• [Assignment A] In the coming-out post, copy the passage from "When I decided" to "in this situation." word for word.
• [Assignment B]
Answer these questions from the coming-out post:
(i) In what month and year did the writer decide to come out to everyone?
(ii) What does the abbreviation GID stand for?
(iii) Around what age does an individual with GID usually become aware of the problem?
• [Assignment C] Continue the coming-out post from its last sentence onward.

Post by Christina (imported) »

When I decided to "come out" to everyone back in October, 2002, I was well into my transition. I decided that along with making it known with a one on one meeting with my closest family members and friends, that I would present them with a short letter about how I felt throughout my life and what I had been doing and what I planned to do in the future. I can tell you this was a very scary time in my life. I was unsure of what everyones reaction would be to this news. As it turns out it went better that I had expected it to be. I present this letter for you to read in hopes that it may help someone in this situation.

A letter to my family, friends and coworkers

First of all, I would like to thank you for taking the time to read this letter. This is a very difficult situation for me, as I am uncertain of the outcome with everyone whom I assosiate with and care about. Let me say that I do not wish to offend anyone, and I only ask that you would try to understand what I am about to tell you. As you may or may not know, there have been some changes in my life that are becoming apparent. The time has come to tell you of something that I have been dealing with for my entire life. This letter will try to explain my intentions.

Until a few years ago I did not know who to ask, or was afraid to ask, for help. I have tried to hold this inside, but it kept surfacing. Finally, after searching and finding some answers with the information available, I gained the courage to seek the advice of my doctor who in turn has led me to seek profesionals that know and understand my situation. By now you are asking yourself, what could be so important to hide for a life time. The profesional medical term is Gender Identity Disorder or GID for short. I have been diagnosed with this condition. What this means is that I desire to change my outward appearence to match how I feel inside. To be blunt, I am changing from male to female. This is a condition that affects a small number of people, both male and female. An individual who has GID, usually is aware of the problem very early in life, somewhere around the age of 4 or 5. No one knows for sure how this condition occurs, and there are many documents written to try to explain this, and it is not my intention to try to explain it in this letter. Please do not be afraid to ask if you have any questions. I will provide documents and/or answer your questions to the best of my abillity about this condition.

• [Data section]
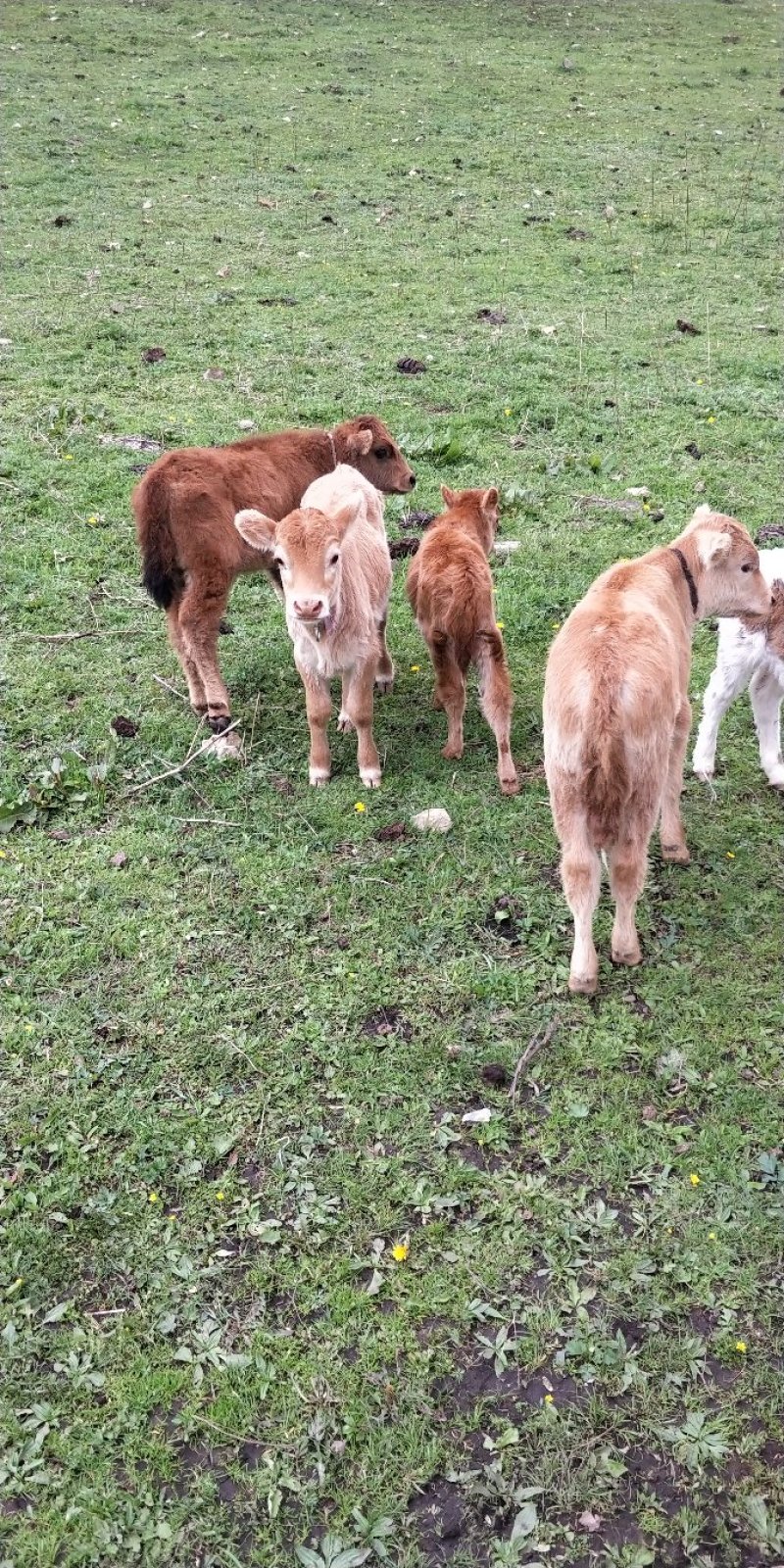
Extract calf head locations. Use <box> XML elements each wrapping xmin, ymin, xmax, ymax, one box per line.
<box><xmin>332</xmin><ymin>414</ymin><xmax>417</xmax><ymax>496</ymax></box>
<box><xmin>679</xmin><ymin>507</ymin><xmax>771</xmax><ymax>616</ymax></box>
<box><xmin>233</xmin><ymin>504</ymin><xmax>356</xmax><ymax>633</ymax></box>
<box><xmin>441</xmin><ymin>484</ymin><xmax>499</xmax><ymax>555</ymax></box>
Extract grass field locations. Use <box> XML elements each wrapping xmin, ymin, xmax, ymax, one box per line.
<box><xmin>0</xmin><ymin>0</ymin><xmax>784</xmax><ymax>1568</ymax></box>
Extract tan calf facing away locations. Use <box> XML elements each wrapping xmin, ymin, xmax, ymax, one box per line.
<box><xmin>544</xmin><ymin>507</ymin><xmax>770</xmax><ymax>993</ymax></box>
<box><xmin>406</xmin><ymin>484</ymin><xmax>519</xmax><ymax>795</ymax></box>
<box><xmin>235</xmin><ymin>476</ymin><xmax>394</xmax><ymax>789</ymax></box>
<box><xmin>133</xmin><ymin>414</ymin><xmax>416</xmax><ymax>734</ymax></box>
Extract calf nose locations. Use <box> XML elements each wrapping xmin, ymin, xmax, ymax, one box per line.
<box><xmin>295</xmin><ymin>599</ymin><xmax>324</xmax><ymax>621</ymax></box>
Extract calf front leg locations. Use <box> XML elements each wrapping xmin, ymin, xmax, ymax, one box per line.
<box><xmin>343</xmin><ymin>654</ymin><xmax>381</xmax><ymax>789</ymax></box>
<box><xmin>692</xmin><ymin>653</ymin><xmax>751</xmax><ymax>779</ymax></box>
<box><xmin>296</xmin><ymin>664</ymin><xmax>332</xmax><ymax>787</ymax></box>
<box><xmin>661</xmin><ymin>698</ymin><xmax>692</xmax><ymax>865</ymax></box>
<box><xmin>748</xmin><ymin>669</ymin><xmax>784</xmax><ymax>789</ymax></box>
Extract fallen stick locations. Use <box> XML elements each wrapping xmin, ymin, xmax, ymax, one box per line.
<box><xmin>125</xmin><ymin>718</ymin><xmax>240</xmax><ymax>800</ymax></box>
<box><xmin>22</xmin><ymin>625</ymin><xmax>146</xmax><ymax>643</ymax></box>
<box><xmin>510</xmin><ymin>1017</ymin><xmax>560</xmax><ymax>1105</ymax></box>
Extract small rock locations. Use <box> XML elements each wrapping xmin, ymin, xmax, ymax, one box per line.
<box><xmin>411</xmin><ymin>806</ymin><xmax>452</xmax><ymax>833</ymax></box>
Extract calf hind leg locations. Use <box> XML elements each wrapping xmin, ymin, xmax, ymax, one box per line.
<box><xmin>607</xmin><ymin>841</ymin><xmax>648</xmax><ymax>964</ymax></box>
<box><xmin>178</xmin><ymin>577</ymin><xmax>232</xmax><ymax>735</ymax></box>
<box><xmin>167</xmin><ymin>599</ymin><xmax>207</xmax><ymax>713</ymax></box>
<box><xmin>476</xmin><ymin>630</ymin><xmax>520</xmax><ymax>795</ymax></box>
<box><xmin>562</xmin><ymin>842</ymin><xmax>602</xmax><ymax>996</ymax></box>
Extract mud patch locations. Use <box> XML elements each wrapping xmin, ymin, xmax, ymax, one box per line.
<box><xmin>359</xmin><ymin>1006</ymin><xmax>413</xmax><ymax>1040</ymax></box>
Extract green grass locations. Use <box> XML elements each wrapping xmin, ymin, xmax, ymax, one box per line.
<box><xmin>0</xmin><ymin>0</ymin><xmax>784</xmax><ymax>1568</ymax></box>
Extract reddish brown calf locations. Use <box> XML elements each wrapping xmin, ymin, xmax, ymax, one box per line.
<box><xmin>133</xmin><ymin>414</ymin><xmax>416</xmax><ymax>734</ymax></box>
<box><xmin>406</xmin><ymin>484</ymin><xmax>519</xmax><ymax>795</ymax></box>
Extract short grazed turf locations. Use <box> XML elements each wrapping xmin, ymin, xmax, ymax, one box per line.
<box><xmin>0</xmin><ymin>0</ymin><xmax>784</xmax><ymax>1568</ymax></box>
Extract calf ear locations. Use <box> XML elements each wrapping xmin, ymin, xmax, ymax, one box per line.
<box><xmin>345</xmin><ymin>429</ymin><xmax>373</xmax><ymax>461</ymax></box>
<box><xmin>233</xmin><ymin>507</ymin><xmax>277</xmax><ymax>555</ymax></box>
<box><xmin>696</xmin><ymin>528</ymin><xmax>732</xmax><ymax>566</ymax></box>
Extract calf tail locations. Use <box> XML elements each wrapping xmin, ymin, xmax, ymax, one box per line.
<box><xmin>583</xmin><ymin>715</ymin><xmax>630</xmax><ymax>850</ymax></box>
<box><xmin>133</xmin><ymin>468</ymin><xmax>185</xmax><ymax>610</ymax></box>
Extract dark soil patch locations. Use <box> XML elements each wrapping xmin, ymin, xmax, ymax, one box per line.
<box><xmin>484</xmin><ymin>894</ymin><xmax>522</xmax><ymax>943</ymax></box>
<box><xmin>389</xmin><ymin>539</ymin><xmax>421</xmax><ymax>562</ymax></box>
<box><xmin>400</xmin><ymin>512</ymin><xmax>436</xmax><ymax>528</ymax></box>
<box><xmin>373</xmin><ymin>821</ymin><xmax>408</xmax><ymax>844</ymax></box>
<box><xmin>361</xmin><ymin>1006</ymin><xmax>413</xmax><ymax>1040</ymax></box>
<box><xmin>410</xmin><ymin>1476</ymin><xmax>466</xmax><ymax>1568</ymax></box>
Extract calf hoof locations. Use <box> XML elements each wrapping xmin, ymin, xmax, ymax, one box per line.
<box><xmin>662</xmin><ymin>844</ymin><xmax>692</xmax><ymax>865</ymax></box>
<box><xmin>569</xmin><ymin>975</ymin><xmax>599</xmax><ymax>996</ymax></box>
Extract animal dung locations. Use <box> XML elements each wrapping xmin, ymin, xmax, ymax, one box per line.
<box><xmin>411</xmin><ymin>806</ymin><xmax>452</xmax><ymax>833</ymax></box>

• [Task answer A]
When I decided to "come out" to everyone back in October, 2002, I was well into my transition. I decided that along with making it known with a one on one meeting with my closest family members and friends, that I would present them with a short letter about how I felt throughout my life and what I had been doing and what I planned to do in the future. I can tell you this was a very scary time in my life. I was unsure of what everyones reaction would be to this news. As it turns out it went better that I had expected it to be. I present this letter for you to read in hopes that it may help someone in this situation.

• [Task answer B]
(i) October 2002
(ii) Gender Identity Disorder
(iii) Around the age of 4 or 5

• [Task answer C]
I am now in the care of medical physician and a therapist for the treatment of GID. This is what is know as a transitional period. The time it takes to transion, may take many years to achive the final results, so I will assure you now that I will not change overnight. This letter you are reading, is only to inform you of my intentions to transition in the comming months. .This will involves many things, one is the administration of hormones and I am also working with a therapist to help make a social adjustment. There will come a time when I must make a legal name change and at that time you will recieve another letter.

As a final note, this will be the hardest thing I have ever done in my life. It is a tremendus undertaking on my part and I hope to do it to the best of my ability. This is something that I must do. I know in my heart that this is the right path for me and do not regret the decision I have made. I will still be the same person you have always known, with all my likes and dislikes, only my appearence will change. I now know that I am not alone on this journey, and that there are many others like me who are in this situiation and in the process of transitioning. Their advice and knowledge has helped me to understand my situation better. With each day that passes, I gain new hope and see a brighter future. I am looking forward to the day, and beyond, when I can say that I have reached my goals. I hope that everyone would understand my situation, but must accept and respect your decision in this matter.

Thank You All
Linda (imported)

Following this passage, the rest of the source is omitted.